Write out only the lines running from the one that contains "Q: Locate the stack" to the end of the material, both ends included.

The records:
----

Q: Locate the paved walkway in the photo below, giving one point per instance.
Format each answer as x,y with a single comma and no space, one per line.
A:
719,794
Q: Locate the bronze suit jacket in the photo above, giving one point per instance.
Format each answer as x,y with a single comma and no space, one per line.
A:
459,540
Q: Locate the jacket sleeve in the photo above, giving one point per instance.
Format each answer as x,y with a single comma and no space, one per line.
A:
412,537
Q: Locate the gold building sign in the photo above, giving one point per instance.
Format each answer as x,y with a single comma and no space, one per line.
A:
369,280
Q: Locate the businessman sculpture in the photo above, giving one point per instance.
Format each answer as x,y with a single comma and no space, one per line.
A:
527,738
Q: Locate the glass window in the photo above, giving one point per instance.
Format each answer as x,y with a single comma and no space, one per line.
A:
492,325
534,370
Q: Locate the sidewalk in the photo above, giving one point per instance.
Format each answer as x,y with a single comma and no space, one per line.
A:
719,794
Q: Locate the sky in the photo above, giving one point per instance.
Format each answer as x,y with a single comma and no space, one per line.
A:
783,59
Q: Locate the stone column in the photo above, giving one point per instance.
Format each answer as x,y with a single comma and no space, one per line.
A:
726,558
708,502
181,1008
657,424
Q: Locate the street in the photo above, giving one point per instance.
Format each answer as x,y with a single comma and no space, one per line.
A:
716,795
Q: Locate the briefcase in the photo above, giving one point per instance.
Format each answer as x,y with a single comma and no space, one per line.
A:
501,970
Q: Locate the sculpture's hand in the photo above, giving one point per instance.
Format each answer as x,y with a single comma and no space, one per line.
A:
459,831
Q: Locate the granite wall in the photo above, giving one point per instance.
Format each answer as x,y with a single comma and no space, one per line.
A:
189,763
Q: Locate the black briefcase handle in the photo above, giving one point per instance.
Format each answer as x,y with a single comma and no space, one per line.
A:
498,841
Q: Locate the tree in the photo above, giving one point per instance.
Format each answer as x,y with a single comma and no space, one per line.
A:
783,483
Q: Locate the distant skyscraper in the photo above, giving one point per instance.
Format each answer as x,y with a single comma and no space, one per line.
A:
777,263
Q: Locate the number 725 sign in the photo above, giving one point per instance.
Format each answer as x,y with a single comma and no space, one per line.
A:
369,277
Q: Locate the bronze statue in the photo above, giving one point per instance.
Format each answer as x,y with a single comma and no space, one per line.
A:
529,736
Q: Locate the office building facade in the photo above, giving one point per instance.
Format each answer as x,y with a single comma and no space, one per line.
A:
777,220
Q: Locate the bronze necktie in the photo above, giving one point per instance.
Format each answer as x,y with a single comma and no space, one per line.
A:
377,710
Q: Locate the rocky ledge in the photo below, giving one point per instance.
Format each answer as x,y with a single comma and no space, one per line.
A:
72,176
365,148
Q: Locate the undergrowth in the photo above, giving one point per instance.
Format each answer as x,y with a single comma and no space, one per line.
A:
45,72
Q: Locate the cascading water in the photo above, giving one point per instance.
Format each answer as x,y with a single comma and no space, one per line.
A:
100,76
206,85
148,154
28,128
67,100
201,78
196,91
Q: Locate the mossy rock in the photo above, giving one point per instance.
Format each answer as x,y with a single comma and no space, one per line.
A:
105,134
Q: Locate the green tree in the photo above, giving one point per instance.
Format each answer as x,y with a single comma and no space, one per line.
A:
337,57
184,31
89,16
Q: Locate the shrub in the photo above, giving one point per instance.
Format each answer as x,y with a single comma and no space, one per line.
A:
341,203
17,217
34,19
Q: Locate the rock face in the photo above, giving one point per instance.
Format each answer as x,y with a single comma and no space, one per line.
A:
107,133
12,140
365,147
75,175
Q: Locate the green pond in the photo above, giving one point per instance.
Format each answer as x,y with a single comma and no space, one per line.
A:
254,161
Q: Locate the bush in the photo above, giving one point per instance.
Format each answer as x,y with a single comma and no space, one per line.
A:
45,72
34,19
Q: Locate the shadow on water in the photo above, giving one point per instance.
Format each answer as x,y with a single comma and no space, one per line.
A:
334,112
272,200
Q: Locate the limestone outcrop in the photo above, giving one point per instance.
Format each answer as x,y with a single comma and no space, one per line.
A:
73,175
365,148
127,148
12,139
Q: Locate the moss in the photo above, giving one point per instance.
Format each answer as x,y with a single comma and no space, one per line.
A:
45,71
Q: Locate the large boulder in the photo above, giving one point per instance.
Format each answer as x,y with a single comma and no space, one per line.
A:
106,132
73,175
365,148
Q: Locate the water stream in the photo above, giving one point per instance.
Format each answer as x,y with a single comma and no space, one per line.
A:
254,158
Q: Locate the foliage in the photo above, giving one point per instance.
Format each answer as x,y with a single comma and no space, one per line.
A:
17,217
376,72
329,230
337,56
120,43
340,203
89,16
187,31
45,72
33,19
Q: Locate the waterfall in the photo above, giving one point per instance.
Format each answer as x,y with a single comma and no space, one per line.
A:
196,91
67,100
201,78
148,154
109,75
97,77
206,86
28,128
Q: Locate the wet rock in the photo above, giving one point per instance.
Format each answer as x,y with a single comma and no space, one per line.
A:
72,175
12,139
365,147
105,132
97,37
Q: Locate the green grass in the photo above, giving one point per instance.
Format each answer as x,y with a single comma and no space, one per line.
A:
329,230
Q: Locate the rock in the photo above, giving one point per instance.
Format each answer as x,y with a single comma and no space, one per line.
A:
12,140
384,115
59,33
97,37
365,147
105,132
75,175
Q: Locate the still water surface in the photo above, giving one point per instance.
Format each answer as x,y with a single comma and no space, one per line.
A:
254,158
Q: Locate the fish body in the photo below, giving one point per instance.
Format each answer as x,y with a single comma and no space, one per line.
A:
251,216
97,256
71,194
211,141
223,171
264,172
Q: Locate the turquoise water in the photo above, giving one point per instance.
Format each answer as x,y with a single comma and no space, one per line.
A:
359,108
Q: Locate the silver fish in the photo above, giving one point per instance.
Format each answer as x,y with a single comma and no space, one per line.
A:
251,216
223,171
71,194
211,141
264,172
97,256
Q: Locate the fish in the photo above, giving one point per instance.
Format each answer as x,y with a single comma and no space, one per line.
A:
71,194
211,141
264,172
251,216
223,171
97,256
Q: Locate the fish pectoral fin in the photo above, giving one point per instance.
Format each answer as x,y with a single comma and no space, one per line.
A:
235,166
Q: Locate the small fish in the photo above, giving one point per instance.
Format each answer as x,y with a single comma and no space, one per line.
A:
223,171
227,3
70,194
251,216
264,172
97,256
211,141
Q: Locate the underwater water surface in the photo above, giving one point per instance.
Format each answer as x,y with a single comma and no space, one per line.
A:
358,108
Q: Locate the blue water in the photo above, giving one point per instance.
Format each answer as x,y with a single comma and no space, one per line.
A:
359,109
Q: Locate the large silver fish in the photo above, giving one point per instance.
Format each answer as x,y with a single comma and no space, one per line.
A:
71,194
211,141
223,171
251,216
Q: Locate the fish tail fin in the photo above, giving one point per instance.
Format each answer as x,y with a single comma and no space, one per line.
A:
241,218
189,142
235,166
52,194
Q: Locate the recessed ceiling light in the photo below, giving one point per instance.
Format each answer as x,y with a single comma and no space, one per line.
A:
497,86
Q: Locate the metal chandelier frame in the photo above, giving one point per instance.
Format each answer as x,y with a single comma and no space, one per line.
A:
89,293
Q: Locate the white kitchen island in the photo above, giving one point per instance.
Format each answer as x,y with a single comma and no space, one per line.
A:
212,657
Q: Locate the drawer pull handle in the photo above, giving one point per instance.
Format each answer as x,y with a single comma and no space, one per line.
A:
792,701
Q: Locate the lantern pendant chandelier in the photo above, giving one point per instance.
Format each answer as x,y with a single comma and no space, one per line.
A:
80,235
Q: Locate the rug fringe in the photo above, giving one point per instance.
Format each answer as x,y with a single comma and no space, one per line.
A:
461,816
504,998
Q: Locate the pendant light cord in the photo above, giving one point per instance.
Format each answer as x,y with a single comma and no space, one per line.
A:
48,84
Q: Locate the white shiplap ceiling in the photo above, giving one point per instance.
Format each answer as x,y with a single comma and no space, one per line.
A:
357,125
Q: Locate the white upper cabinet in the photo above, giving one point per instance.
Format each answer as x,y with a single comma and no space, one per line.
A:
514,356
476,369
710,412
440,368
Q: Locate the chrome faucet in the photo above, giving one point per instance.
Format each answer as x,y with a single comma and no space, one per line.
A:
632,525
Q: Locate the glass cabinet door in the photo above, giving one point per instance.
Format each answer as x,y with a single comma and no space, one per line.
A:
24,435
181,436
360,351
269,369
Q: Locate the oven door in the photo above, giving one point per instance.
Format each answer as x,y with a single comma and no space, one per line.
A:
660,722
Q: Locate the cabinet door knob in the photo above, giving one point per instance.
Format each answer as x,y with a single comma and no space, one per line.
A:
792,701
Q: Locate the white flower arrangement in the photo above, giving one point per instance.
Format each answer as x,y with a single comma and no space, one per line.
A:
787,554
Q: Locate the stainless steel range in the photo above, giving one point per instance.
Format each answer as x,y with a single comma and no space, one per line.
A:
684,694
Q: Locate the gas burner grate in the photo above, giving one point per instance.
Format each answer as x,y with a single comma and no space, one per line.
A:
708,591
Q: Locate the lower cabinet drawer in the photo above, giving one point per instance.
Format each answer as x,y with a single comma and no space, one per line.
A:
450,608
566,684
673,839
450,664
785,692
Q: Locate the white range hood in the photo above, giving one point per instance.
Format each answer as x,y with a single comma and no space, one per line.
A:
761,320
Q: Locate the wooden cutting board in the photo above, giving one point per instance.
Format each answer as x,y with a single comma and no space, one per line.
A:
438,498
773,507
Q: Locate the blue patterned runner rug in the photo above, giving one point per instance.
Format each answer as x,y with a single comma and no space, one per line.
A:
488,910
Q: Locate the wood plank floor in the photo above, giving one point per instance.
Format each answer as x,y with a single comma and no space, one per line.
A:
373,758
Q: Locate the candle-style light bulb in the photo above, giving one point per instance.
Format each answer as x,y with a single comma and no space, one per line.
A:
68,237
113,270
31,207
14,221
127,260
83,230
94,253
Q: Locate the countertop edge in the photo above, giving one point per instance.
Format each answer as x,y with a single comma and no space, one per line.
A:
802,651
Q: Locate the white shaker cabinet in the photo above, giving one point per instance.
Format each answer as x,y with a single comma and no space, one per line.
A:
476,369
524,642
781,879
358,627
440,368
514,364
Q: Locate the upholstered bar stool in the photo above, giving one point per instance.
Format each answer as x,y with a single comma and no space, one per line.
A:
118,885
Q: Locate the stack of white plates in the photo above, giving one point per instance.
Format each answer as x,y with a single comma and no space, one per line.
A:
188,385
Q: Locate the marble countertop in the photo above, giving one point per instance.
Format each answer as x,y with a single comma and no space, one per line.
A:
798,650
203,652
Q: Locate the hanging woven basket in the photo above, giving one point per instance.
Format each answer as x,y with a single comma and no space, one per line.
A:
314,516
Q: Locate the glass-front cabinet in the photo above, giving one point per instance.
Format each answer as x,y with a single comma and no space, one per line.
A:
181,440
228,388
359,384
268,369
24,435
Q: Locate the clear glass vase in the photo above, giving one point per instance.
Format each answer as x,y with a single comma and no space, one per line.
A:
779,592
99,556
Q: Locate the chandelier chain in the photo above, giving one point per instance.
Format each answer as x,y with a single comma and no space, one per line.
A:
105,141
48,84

----

Result for this task:
Q: Locate the stack of white plates in the photo above, giving one point per instance.
Format each answer as x,y with a single comma and no space, one per line.
A:
188,385
Q: Locate the marble countertop in the photo above, giving one point per instance.
Format each answer as x,y with a single comma and no space, one per line.
A:
798,650
203,652
Q: Locate the hanging woven basket in the photo above, giving one point per instance.
Format each answer as x,y with a single comma and no space, one per line.
A:
314,516
Q: Locate the glass-front cabinet in the photo above, giving one point per instance.
Format each answer as x,y with a single comma and no space, one per line.
A:
181,440
228,388
359,384
268,369
24,435
Q: Locate the clear glass vase in the photo above, giving one point per instance.
Format each answer as x,y with a single comma and no space, one per line.
A:
779,592
99,556
Q: Locate the chandelier chain in the photo above, giving one point per instance.
Format each answer as x,y with a single comma and no space, one per line.
A:
105,141
48,84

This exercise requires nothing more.